- **Problem requirements**
Count the lines below that contain the word "brown", and give only the number.

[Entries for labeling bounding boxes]
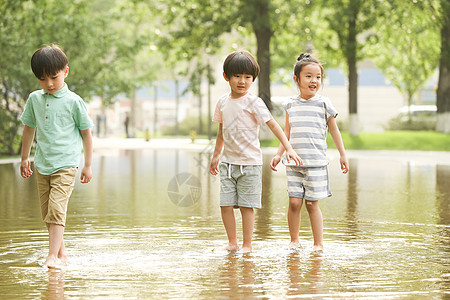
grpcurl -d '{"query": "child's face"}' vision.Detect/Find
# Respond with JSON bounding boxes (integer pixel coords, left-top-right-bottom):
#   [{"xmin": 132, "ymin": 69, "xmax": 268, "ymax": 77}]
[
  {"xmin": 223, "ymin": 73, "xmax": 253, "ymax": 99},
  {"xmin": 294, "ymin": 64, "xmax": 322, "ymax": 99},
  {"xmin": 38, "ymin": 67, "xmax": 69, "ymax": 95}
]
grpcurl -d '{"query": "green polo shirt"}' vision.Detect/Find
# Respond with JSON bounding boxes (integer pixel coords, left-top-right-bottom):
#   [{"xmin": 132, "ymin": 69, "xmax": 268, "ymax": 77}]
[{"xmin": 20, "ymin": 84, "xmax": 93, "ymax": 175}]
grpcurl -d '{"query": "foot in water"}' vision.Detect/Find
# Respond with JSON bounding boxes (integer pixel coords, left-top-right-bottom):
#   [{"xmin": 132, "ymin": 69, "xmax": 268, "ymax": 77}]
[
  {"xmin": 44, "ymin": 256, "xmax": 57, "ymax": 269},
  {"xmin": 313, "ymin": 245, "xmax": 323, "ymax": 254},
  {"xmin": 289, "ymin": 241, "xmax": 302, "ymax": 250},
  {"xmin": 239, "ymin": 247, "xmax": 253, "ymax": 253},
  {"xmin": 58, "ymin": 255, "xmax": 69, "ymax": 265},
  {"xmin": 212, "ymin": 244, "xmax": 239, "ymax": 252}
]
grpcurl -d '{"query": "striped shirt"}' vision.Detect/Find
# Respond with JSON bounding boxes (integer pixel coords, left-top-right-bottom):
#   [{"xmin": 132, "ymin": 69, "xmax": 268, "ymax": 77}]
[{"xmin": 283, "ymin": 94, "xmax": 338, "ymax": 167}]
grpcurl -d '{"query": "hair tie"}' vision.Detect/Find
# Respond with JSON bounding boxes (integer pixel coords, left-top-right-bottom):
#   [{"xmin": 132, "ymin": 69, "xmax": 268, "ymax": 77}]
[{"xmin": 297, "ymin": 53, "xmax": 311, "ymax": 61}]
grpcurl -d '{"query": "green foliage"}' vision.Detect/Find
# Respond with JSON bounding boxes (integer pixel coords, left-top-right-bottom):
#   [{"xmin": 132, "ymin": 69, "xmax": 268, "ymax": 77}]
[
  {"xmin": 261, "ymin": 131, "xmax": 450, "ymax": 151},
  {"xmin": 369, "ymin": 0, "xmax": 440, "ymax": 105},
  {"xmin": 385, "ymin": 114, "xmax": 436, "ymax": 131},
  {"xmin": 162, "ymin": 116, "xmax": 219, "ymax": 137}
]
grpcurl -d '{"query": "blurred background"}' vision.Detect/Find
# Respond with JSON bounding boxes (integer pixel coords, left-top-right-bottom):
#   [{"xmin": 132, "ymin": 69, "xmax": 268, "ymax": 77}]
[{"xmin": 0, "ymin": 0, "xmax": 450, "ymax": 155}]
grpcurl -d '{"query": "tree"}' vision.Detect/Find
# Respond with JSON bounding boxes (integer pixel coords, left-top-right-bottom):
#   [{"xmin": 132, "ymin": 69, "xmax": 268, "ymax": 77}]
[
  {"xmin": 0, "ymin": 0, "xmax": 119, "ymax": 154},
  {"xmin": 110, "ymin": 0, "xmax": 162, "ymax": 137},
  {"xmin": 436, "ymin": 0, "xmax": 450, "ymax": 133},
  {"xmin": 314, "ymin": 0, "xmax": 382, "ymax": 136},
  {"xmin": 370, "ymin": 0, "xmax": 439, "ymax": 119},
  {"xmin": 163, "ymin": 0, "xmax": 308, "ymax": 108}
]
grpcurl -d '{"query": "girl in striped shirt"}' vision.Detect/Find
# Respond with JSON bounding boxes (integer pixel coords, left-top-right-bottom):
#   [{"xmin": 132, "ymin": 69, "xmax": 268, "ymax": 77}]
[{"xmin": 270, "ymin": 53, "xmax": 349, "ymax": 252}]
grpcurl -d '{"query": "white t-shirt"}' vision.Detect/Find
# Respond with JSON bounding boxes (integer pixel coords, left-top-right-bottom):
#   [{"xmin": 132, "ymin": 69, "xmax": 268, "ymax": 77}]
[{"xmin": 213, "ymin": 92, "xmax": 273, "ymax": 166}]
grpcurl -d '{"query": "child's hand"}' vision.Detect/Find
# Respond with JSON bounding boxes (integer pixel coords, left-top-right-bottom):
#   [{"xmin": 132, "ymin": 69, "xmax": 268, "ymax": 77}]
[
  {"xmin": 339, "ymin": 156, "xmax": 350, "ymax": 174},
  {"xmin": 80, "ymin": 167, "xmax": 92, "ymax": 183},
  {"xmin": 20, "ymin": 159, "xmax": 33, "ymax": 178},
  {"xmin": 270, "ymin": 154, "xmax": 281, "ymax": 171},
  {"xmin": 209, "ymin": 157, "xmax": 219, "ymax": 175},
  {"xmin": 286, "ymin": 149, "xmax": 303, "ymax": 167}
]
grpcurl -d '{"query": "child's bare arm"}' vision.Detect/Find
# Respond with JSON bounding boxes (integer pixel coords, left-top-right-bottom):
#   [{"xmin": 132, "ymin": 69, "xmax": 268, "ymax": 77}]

==

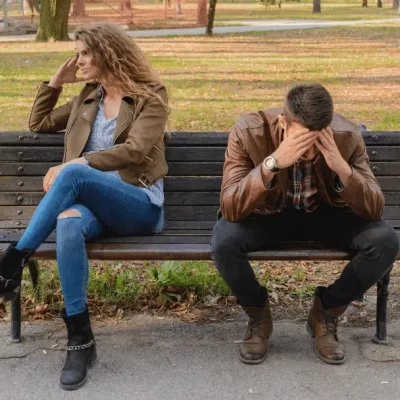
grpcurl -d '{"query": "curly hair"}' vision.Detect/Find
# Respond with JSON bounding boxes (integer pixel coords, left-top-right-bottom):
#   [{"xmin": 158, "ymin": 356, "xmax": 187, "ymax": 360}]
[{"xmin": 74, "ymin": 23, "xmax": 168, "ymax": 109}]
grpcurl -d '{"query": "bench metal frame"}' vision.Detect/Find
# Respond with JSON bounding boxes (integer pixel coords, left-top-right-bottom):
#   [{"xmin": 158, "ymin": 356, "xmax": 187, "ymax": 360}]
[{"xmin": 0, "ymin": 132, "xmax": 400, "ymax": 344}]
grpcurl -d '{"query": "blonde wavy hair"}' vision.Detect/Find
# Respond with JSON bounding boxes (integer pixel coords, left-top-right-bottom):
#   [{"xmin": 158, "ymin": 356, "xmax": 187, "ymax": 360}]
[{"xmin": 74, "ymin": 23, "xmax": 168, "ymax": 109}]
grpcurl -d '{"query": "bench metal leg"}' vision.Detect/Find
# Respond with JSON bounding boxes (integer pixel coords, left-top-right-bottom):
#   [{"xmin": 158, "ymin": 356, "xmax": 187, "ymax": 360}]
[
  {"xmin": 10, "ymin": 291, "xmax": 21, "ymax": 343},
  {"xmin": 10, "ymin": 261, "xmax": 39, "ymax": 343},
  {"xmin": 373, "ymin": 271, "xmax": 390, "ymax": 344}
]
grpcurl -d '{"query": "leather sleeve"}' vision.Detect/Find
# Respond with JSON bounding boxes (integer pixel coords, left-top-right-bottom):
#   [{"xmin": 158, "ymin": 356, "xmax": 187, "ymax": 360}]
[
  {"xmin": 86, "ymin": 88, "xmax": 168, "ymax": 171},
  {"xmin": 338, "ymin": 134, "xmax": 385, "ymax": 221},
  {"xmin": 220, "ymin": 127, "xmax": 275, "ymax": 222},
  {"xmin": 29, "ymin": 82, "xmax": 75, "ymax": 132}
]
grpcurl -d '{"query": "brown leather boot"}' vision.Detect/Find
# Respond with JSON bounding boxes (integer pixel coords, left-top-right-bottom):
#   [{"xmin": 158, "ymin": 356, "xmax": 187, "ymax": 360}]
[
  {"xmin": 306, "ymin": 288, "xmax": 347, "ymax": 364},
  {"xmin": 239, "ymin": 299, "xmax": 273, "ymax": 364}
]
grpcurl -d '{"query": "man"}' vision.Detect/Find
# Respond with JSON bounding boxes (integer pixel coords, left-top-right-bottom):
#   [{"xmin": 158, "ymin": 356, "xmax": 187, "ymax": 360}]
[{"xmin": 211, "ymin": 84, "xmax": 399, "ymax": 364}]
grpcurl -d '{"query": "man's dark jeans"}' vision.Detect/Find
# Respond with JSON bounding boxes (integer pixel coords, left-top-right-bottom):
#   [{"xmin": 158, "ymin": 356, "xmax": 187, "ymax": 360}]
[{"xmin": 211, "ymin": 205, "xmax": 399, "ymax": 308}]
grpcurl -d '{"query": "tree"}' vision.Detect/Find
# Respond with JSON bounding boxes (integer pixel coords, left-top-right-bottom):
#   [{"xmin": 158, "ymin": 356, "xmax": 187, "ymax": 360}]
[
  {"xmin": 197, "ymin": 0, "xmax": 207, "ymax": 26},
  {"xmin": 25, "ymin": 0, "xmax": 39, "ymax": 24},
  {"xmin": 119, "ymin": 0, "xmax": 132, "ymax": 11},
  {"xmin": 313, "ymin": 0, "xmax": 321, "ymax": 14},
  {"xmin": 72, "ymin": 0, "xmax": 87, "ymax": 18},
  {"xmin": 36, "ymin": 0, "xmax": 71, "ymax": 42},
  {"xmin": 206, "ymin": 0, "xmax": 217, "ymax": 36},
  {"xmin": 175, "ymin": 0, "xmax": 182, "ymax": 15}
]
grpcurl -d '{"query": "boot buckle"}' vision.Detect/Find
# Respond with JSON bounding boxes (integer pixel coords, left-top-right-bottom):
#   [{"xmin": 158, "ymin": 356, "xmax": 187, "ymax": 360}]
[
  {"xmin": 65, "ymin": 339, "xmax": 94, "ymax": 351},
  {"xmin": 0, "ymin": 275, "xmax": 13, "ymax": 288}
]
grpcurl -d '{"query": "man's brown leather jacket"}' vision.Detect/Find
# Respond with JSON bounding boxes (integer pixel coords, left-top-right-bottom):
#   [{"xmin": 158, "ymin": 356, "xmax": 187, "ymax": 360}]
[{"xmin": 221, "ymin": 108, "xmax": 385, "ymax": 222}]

- **Answer below**
2